• TASK DESCRIPTION
Starting at the line that contains "Target: white porcelain sink basin" in the listing below, write out every line word for word until you have written the line that contains "Exercise. Indicate with a point every instance of the toilet lid".

• INFORMATION SUPPLIED

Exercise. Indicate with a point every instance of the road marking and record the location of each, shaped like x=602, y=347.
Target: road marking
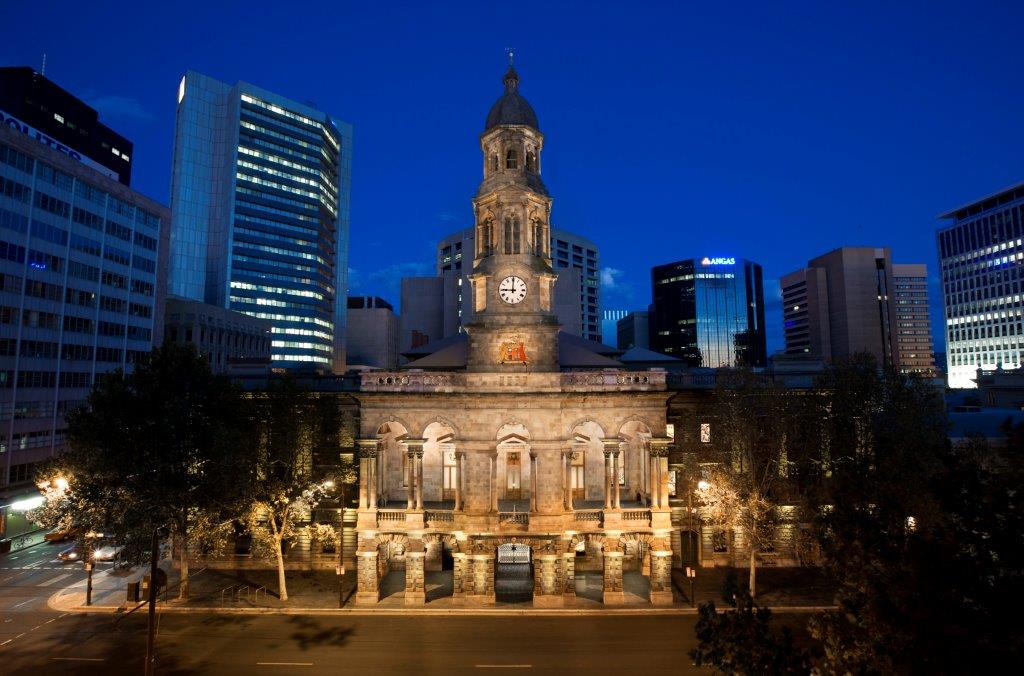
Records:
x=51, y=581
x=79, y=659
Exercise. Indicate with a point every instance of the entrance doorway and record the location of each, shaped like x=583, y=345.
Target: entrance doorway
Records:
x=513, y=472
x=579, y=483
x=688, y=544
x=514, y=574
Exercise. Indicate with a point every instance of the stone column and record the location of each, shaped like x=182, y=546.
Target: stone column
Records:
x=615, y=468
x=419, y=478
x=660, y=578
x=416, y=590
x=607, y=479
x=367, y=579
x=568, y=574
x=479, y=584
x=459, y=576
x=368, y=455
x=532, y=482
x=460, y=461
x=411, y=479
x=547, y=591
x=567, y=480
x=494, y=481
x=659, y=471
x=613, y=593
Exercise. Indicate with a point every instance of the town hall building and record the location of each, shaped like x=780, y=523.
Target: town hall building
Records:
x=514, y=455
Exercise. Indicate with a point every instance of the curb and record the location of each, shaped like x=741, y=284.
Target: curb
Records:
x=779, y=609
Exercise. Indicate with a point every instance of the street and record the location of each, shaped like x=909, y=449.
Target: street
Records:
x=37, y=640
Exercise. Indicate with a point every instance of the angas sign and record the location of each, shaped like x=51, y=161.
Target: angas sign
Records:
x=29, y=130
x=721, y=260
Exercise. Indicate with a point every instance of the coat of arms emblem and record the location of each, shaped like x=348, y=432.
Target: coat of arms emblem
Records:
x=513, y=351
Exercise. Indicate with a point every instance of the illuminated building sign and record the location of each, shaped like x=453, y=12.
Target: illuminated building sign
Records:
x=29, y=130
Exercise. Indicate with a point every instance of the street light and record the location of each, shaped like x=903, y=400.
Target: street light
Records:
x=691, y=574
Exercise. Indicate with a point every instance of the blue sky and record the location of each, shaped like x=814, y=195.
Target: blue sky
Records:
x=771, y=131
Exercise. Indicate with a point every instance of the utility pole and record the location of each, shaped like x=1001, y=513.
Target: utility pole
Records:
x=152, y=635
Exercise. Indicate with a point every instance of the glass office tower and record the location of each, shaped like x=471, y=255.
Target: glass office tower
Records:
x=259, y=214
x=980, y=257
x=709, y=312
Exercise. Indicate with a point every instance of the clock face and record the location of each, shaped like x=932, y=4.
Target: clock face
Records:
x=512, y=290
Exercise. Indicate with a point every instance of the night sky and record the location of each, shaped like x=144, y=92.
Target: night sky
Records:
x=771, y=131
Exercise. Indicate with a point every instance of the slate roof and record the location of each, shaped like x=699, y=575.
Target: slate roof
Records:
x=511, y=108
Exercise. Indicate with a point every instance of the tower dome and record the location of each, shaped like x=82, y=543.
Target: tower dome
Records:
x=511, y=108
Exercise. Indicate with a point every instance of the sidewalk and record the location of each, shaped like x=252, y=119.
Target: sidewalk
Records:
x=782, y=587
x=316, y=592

...

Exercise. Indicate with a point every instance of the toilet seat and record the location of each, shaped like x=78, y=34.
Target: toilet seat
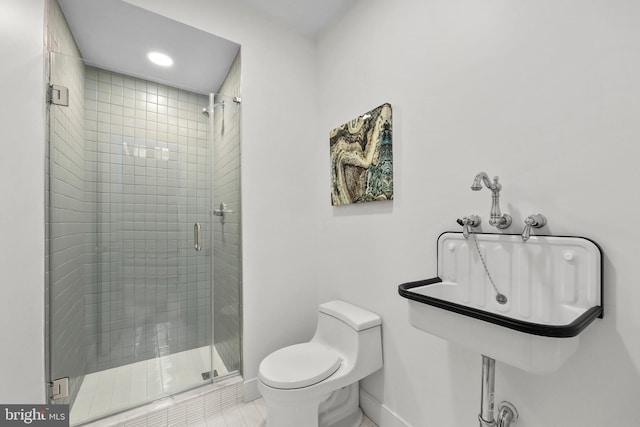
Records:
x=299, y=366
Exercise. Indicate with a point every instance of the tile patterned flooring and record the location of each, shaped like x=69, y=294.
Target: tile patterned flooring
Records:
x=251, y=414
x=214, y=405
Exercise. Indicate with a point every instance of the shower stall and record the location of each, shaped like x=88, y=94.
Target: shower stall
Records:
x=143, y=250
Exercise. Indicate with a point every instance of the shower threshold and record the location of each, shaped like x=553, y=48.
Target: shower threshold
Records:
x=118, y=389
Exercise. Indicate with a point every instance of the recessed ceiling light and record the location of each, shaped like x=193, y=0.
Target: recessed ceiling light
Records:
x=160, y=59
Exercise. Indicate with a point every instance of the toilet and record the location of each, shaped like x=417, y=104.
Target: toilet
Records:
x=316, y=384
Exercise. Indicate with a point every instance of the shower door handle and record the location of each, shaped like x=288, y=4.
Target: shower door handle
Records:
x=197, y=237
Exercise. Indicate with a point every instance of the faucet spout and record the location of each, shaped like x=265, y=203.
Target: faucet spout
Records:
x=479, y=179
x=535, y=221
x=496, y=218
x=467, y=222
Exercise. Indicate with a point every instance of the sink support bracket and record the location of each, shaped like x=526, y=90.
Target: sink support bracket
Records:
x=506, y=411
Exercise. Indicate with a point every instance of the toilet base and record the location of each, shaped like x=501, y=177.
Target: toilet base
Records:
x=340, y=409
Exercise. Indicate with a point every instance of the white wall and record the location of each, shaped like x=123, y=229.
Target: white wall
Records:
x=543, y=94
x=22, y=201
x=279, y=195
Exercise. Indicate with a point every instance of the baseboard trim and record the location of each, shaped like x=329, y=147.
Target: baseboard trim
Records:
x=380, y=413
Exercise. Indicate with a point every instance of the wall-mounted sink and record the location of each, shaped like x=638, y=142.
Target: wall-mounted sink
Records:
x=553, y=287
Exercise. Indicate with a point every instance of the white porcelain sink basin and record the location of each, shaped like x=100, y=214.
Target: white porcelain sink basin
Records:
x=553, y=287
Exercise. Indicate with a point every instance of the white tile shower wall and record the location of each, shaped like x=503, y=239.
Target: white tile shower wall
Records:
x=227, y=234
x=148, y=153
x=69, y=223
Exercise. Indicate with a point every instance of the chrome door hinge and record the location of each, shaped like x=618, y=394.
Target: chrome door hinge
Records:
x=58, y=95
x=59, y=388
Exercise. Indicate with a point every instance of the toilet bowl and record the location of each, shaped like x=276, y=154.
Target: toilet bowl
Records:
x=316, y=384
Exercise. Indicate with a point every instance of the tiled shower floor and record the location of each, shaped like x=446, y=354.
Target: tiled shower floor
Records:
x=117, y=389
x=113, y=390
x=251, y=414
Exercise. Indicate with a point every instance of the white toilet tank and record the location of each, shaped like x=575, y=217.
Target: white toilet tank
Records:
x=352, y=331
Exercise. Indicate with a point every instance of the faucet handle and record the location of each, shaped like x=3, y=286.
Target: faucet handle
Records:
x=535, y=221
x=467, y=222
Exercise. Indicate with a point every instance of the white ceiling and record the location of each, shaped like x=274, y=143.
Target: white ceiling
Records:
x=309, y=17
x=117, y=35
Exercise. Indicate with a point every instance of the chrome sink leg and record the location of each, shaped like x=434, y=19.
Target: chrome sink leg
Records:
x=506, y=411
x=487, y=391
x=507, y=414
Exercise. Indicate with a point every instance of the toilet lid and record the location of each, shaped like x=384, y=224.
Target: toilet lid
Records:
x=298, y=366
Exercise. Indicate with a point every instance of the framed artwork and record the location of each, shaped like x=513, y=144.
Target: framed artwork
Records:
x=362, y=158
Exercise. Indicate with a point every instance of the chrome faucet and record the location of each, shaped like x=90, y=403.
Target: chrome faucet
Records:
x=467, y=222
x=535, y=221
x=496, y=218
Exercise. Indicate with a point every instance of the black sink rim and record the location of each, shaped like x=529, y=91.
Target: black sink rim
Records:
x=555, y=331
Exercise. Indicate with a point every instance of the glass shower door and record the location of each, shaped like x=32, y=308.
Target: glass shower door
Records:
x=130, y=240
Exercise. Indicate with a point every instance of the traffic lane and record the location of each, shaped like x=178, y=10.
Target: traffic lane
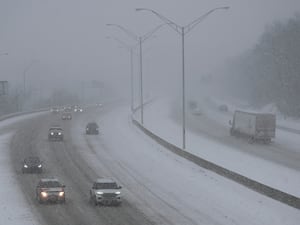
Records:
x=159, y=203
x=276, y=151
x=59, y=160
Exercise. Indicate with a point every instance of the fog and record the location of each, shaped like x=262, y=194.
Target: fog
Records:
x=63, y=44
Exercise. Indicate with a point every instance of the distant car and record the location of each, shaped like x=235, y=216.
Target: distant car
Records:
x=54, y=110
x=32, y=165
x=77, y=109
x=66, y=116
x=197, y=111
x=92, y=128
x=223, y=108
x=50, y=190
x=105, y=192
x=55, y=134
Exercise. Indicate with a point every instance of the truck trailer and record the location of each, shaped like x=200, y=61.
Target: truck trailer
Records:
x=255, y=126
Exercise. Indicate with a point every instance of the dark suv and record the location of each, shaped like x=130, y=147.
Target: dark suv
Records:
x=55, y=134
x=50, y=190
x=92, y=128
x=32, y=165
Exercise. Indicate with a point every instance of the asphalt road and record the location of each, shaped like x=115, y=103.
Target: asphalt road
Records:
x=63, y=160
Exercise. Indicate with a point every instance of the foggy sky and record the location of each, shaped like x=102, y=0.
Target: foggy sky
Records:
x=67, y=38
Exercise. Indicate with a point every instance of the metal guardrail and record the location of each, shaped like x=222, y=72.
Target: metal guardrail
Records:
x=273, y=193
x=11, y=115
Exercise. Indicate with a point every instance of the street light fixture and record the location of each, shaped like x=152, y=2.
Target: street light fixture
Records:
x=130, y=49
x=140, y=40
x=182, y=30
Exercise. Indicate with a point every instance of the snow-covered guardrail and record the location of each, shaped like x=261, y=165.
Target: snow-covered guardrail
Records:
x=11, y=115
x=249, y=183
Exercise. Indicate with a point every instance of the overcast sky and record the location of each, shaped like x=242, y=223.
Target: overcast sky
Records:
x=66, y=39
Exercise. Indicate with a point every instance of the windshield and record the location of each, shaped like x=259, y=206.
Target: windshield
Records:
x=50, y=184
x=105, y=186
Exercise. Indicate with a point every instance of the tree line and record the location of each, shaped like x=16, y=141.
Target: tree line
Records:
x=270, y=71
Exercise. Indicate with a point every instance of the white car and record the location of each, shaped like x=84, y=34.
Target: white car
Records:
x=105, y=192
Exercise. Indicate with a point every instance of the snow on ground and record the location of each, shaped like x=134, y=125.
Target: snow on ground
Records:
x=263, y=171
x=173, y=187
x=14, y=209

--

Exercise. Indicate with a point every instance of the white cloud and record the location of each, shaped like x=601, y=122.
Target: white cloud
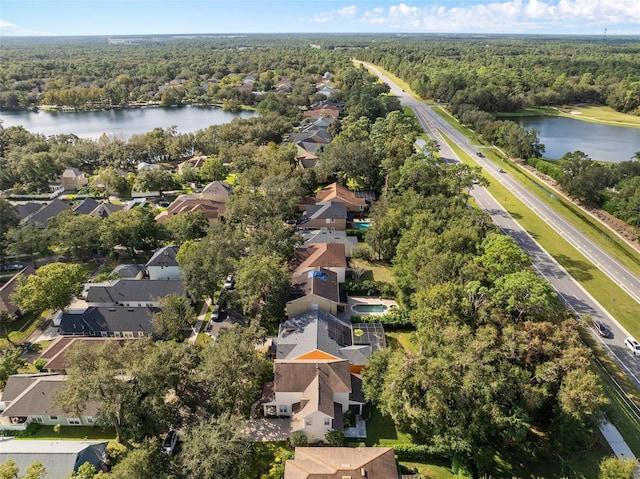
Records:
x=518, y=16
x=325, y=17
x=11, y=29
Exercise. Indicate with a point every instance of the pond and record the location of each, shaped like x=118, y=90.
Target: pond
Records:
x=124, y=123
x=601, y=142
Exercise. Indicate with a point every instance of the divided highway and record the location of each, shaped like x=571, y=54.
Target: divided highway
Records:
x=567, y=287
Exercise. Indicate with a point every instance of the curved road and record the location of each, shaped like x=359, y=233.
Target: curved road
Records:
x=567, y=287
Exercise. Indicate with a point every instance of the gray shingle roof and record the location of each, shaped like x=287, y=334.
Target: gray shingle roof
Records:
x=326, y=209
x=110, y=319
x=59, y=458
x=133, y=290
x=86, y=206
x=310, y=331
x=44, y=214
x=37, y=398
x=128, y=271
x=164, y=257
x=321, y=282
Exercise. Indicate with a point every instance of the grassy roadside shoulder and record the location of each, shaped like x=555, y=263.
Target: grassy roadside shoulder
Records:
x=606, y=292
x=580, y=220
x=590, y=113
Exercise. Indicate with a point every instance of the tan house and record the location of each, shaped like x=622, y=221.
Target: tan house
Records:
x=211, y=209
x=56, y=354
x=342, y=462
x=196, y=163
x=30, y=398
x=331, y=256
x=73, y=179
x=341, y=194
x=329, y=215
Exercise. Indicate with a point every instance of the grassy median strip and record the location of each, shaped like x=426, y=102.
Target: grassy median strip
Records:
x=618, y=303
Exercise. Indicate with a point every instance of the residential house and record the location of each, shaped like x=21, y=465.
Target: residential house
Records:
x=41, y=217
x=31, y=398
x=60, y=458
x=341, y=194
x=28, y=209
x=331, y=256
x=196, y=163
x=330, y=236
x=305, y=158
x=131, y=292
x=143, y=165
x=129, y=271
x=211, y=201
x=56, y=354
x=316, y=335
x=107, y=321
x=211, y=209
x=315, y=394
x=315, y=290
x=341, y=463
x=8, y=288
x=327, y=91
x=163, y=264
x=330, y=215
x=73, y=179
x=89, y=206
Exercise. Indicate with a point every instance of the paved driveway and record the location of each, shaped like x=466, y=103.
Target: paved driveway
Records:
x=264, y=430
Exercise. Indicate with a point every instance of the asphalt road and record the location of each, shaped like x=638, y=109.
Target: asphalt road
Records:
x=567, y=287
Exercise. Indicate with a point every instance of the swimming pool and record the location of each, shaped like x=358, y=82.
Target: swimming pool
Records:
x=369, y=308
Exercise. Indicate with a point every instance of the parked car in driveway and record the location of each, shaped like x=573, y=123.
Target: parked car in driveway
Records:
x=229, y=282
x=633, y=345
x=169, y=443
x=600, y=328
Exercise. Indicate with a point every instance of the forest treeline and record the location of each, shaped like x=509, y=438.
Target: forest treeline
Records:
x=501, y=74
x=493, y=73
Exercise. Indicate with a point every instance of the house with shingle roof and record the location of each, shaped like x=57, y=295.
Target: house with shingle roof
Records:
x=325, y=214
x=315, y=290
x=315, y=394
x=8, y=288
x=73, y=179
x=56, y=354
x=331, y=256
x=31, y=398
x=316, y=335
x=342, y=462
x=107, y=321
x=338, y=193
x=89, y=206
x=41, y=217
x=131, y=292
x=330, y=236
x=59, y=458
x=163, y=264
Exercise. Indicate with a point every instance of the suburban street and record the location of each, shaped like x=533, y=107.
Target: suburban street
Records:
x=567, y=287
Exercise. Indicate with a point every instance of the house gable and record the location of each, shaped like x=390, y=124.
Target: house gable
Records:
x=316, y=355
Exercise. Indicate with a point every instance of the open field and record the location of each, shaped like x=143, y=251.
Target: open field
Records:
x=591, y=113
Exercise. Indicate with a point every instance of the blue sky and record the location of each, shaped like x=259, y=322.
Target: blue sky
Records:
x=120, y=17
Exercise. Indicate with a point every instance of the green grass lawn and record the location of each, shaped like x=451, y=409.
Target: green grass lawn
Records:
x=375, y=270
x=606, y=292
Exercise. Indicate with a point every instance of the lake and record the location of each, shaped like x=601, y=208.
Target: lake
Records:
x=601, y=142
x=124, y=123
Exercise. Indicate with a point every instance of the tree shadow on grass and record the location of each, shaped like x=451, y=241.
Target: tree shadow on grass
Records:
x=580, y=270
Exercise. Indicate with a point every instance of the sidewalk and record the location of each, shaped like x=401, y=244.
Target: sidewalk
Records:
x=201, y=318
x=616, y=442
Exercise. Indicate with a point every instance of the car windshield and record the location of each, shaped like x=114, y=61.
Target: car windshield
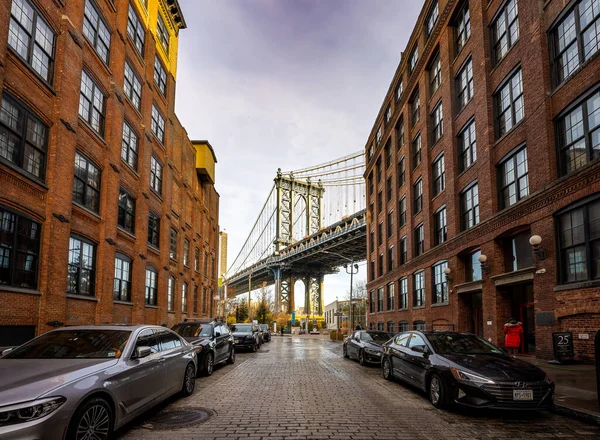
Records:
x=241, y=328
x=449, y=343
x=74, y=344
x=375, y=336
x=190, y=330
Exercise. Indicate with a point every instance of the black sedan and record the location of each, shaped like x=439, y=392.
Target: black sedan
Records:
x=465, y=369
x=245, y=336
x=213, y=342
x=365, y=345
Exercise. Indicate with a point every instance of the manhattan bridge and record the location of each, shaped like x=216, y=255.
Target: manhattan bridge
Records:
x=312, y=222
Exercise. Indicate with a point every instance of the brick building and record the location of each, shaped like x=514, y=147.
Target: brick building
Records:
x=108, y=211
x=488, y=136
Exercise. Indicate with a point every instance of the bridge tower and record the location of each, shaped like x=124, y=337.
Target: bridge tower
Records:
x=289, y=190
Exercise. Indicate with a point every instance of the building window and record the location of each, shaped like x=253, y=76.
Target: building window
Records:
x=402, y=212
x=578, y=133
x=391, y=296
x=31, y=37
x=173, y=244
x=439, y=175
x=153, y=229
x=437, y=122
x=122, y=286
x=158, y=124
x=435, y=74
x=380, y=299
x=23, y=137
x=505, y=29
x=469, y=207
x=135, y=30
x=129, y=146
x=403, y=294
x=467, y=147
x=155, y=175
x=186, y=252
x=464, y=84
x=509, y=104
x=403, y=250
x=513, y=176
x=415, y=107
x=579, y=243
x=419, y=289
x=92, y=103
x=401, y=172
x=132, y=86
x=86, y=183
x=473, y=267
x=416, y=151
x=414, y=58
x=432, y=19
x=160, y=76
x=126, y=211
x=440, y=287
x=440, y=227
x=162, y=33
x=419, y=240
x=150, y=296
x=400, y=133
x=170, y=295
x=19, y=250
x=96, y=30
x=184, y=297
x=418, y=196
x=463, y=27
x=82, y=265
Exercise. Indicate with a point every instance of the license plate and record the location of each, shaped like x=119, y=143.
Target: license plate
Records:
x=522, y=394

• EXERCISE RESPONSE
Target: white porcelain sink basin
Records:
x=553, y=287
Exercise. Indicate with a point every instance of the white tile shower wall and record the location of each, shaped like x=503, y=239.
Target: white tile shower wall
Records:
x=227, y=234
x=148, y=153
x=69, y=223
Exercise. Indicate with a point every instance of the chrome door hinge and record the location of each, shaped like x=618, y=394.
Target: chrome door hinge
Records:
x=58, y=95
x=59, y=388
Exercise. Indicate with a point every instance of the toilet bowl and record the location of each, shaped like x=276, y=154.
Target: toilet bowl
Records:
x=316, y=384
Exercise. Indicate with a point every instance of the tiled shower floor and record the location of each, shaped like x=446, y=354.
Target: tiled shower floor
Records:
x=117, y=389
x=113, y=390
x=251, y=414
Exercise. Indicate with a point every instance of the white toilet tank and record the location of each, shaped like x=575, y=217.
Target: white toilet tank
Records:
x=352, y=331
Exercise. Indicate with a point every instance of the faucet handle and record the location of each, shaped like x=3, y=286.
Target: faucet handle
Records:
x=535, y=221
x=467, y=222
Exercise. Indicate with a point every instance of the white ceiling and record the location of each, shaped like x=274, y=143.
Target: white ceiling
Records:
x=309, y=17
x=117, y=35
Exercise. Indicate with a point every instance of the chrome sink leg and record the location of each, shaped like x=434, y=19.
Target: chrome sink leg
Records:
x=506, y=411
x=487, y=391
x=507, y=414
Exercise. Indicate with a point every instance of the toilet lid and record the location of each, shaped like x=384, y=224.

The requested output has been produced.